Objective: Report every line in the listing below that contains the word "decorative".

Rows:
══════════

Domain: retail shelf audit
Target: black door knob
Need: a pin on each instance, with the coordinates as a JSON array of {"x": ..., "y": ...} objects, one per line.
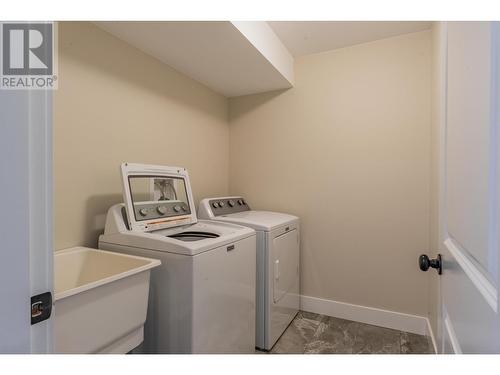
[{"x": 424, "y": 263}]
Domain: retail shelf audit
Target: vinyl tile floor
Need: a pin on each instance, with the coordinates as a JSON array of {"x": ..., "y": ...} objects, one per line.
[{"x": 317, "y": 334}]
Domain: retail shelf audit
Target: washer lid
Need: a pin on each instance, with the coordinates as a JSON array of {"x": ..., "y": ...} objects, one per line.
[{"x": 259, "y": 220}]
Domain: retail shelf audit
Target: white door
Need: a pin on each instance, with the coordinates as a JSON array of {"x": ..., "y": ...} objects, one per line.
[
  {"x": 25, "y": 217},
  {"x": 470, "y": 199}
]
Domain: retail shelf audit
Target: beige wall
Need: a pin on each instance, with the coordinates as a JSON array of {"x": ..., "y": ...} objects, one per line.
[
  {"x": 115, "y": 104},
  {"x": 348, "y": 150}
]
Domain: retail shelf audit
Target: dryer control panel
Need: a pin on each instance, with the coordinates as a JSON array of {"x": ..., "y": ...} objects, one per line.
[{"x": 226, "y": 205}]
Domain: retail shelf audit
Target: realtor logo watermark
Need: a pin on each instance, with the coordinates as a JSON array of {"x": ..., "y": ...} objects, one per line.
[{"x": 27, "y": 56}]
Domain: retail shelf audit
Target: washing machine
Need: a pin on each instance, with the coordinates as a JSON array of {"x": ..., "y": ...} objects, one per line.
[
  {"x": 278, "y": 259},
  {"x": 202, "y": 297}
]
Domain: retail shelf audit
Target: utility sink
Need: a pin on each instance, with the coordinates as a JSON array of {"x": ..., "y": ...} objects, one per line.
[{"x": 101, "y": 300}]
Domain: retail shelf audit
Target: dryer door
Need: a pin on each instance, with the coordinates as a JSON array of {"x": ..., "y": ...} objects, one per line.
[
  {"x": 284, "y": 281},
  {"x": 286, "y": 264}
]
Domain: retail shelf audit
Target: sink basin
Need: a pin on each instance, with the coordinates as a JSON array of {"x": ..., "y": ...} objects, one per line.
[{"x": 100, "y": 301}]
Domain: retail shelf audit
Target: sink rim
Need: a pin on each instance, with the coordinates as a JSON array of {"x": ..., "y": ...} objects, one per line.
[{"x": 151, "y": 263}]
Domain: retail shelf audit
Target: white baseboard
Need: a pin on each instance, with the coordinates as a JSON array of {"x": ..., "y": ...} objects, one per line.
[{"x": 370, "y": 315}]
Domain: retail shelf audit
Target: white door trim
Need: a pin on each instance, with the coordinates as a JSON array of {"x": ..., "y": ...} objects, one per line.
[{"x": 480, "y": 281}]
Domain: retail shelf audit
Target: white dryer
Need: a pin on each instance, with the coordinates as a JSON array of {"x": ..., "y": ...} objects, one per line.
[
  {"x": 278, "y": 259},
  {"x": 202, "y": 297}
]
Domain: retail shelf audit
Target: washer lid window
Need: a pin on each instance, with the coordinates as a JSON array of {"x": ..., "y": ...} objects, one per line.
[{"x": 157, "y": 197}]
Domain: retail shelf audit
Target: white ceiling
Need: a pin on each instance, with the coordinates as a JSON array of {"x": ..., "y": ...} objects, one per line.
[
  {"x": 218, "y": 54},
  {"x": 306, "y": 37},
  {"x": 247, "y": 57}
]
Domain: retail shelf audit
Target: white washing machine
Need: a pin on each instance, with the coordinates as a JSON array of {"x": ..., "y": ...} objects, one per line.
[
  {"x": 278, "y": 258},
  {"x": 202, "y": 297}
]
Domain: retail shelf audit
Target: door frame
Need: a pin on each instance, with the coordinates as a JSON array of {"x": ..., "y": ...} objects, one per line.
[
  {"x": 26, "y": 221},
  {"x": 447, "y": 245}
]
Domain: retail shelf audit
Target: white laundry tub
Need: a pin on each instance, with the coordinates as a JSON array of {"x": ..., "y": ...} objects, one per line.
[{"x": 101, "y": 300}]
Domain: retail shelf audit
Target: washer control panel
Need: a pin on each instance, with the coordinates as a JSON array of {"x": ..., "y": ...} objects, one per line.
[
  {"x": 226, "y": 206},
  {"x": 159, "y": 209}
]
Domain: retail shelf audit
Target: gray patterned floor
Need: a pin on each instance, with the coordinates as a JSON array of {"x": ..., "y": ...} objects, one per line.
[{"x": 313, "y": 333}]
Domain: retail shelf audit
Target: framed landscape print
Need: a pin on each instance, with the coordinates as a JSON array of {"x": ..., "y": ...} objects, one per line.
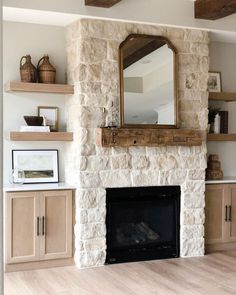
[
  {"x": 39, "y": 166},
  {"x": 214, "y": 82}
]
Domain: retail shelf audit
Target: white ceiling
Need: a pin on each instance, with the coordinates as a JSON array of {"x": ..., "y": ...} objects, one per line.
[{"x": 47, "y": 17}]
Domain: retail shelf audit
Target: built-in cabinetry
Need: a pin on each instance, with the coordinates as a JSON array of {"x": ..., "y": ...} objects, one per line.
[
  {"x": 220, "y": 214},
  {"x": 38, "y": 226},
  {"x": 40, "y": 88},
  {"x": 227, "y": 97}
]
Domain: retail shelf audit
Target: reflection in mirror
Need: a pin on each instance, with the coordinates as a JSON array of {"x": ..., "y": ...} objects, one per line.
[{"x": 148, "y": 95}]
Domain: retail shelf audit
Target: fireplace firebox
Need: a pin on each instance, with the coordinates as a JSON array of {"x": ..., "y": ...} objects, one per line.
[{"x": 143, "y": 223}]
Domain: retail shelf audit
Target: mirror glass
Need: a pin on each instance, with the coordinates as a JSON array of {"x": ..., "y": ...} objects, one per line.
[{"x": 148, "y": 86}]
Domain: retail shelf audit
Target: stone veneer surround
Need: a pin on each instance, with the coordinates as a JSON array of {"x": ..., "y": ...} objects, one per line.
[{"x": 92, "y": 50}]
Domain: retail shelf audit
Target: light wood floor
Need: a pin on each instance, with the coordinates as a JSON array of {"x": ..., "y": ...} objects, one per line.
[{"x": 213, "y": 274}]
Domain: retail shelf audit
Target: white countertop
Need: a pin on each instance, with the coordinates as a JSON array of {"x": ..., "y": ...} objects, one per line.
[
  {"x": 226, "y": 179},
  {"x": 37, "y": 187}
]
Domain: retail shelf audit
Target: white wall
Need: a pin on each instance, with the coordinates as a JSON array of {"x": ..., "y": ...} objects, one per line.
[
  {"x": 223, "y": 59},
  {"x": 1, "y": 170},
  {"x": 20, "y": 39}
]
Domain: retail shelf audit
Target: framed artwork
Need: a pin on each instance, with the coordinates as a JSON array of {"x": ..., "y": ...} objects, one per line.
[
  {"x": 38, "y": 166},
  {"x": 214, "y": 82},
  {"x": 51, "y": 116}
]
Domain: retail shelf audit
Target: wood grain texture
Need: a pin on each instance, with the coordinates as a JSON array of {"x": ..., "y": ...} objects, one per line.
[
  {"x": 221, "y": 137},
  {"x": 101, "y": 3},
  {"x": 38, "y": 87},
  {"x": 214, "y": 9},
  {"x": 211, "y": 274},
  {"x": 214, "y": 214},
  {"x": 41, "y": 136},
  {"x": 226, "y": 96},
  {"x": 112, "y": 137},
  {"x": 21, "y": 240},
  {"x": 56, "y": 208}
]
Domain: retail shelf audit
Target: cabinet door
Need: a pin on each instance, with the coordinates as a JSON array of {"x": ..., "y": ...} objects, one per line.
[
  {"x": 56, "y": 217},
  {"x": 215, "y": 224},
  {"x": 22, "y": 227},
  {"x": 232, "y": 204}
]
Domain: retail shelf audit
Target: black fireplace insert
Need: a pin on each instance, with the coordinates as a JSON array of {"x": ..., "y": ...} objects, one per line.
[{"x": 143, "y": 223}]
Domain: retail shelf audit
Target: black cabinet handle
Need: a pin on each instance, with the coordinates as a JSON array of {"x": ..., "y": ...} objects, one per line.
[
  {"x": 43, "y": 225},
  {"x": 226, "y": 213},
  {"x": 38, "y": 226},
  {"x": 230, "y": 213}
]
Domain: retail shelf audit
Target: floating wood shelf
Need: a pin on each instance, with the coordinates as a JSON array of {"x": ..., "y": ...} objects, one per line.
[
  {"x": 221, "y": 137},
  {"x": 39, "y": 87},
  {"x": 226, "y": 96},
  {"x": 41, "y": 136},
  {"x": 112, "y": 137},
  {"x": 101, "y": 3}
]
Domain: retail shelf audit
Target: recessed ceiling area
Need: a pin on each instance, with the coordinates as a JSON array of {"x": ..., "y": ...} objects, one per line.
[{"x": 64, "y": 19}]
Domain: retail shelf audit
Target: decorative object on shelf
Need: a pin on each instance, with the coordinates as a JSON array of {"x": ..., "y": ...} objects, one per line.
[
  {"x": 211, "y": 118},
  {"x": 17, "y": 176},
  {"x": 34, "y": 129},
  {"x": 223, "y": 121},
  {"x": 213, "y": 171},
  {"x": 214, "y": 82},
  {"x": 28, "y": 71},
  {"x": 46, "y": 72},
  {"x": 33, "y": 120},
  {"x": 51, "y": 116},
  {"x": 217, "y": 124},
  {"x": 39, "y": 166}
]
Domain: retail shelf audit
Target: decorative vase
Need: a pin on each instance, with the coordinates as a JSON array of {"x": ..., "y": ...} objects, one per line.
[
  {"x": 46, "y": 72},
  {"x": 28, "y": 72}
]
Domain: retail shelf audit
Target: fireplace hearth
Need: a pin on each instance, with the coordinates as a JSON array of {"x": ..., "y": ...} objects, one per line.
[{"x": 143, "y": 223}]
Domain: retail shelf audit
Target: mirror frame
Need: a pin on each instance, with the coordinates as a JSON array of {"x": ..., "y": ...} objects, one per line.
[{"x": 175, "y": 81}]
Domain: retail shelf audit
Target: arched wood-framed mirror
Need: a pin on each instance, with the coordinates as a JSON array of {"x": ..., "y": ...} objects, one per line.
[{"x": 148, "y": 82}]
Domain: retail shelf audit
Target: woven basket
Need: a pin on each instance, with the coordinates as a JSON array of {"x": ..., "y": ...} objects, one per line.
[{"x": 46, "y": 72}]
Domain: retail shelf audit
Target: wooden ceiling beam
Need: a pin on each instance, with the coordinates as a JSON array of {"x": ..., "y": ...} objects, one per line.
[
  {"x": 214, "y": 9},
  {"x": 101, "y": 3}
]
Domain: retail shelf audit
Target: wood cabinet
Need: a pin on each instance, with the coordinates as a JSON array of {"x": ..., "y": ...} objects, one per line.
[
  {"x": 38, "y": 225},
  {"x": 220, "y": 222}
]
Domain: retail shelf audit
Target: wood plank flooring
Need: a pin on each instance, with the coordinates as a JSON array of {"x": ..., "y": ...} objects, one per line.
[{"x": 213, "y": 274}]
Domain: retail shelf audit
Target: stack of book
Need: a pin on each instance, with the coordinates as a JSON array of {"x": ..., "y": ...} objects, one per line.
[
  {"x": 34, "y": 129},
  {"x": 223, "y": 121}
]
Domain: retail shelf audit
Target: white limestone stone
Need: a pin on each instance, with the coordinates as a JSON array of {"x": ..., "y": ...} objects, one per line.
[
  {"x": 94, "y": 244},
  {"x": 139, "y": 162},
  {"x": 121, "y": 161},
  {"x": 92, "y": 230},
  {"x": 193, "y": 216},
  {"x": 145, "y": 178},
  {"x": 98, "y": 163},
  {"x": 89, "y": 179},
  {"x": 195, "y": 200},
  {"x": 168, "y": 162},
  {"x": 115, "y": 178},
  {"x": 92, "y": 46}
]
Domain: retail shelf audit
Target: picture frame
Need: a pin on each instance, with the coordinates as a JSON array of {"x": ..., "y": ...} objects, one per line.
[
  {"x": 51, "y": 116},
  {"x": 37, "y": 166},
  {"x": 214, "y": 82}
]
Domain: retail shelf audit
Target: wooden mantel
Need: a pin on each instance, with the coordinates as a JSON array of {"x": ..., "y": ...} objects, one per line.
[
  {"x": 101, "y": 3},
  {"x": 214, "y": 9},
  {"x": 113, "y": 137}
]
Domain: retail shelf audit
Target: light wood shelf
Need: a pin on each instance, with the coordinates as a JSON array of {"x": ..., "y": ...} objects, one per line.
[
  {"x": 225, "y": 96},
  {"x": 221, "y": 137},
  {"x": 113, "y": 137},
  {"x": 41, "y": 136},
  {"x": 12, "y": 86}
]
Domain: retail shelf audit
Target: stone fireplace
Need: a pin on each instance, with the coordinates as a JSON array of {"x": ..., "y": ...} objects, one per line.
[{"x": 92, "y": 50}]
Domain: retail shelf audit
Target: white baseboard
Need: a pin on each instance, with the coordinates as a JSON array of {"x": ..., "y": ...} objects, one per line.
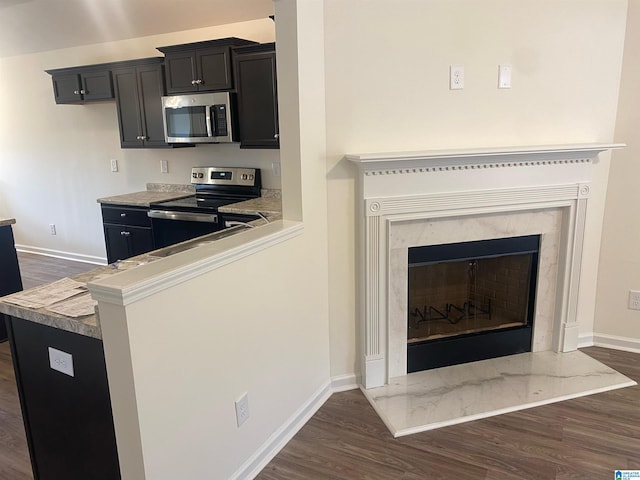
[
  {"x": 282, "y": 435},
  {"x": 342, "y": 383},
  {"x": 614, "y": 342},
  {"x": 76, "y": 257}
]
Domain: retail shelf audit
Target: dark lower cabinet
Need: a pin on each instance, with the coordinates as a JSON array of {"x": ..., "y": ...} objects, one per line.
[
  {"x": 10, "y": 281},
  {"x": 255, "y": 71},
  {"x": 68, "y": 419},
  {"x": 127, "y": 232}
]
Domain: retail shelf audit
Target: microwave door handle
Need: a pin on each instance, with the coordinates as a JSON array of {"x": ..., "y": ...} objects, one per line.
[{"x": 211, "y": 122}]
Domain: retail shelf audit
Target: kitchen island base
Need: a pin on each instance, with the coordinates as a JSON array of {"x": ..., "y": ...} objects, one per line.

══════════

Task result:
Target: decorative object on shelf
Target: decorative vase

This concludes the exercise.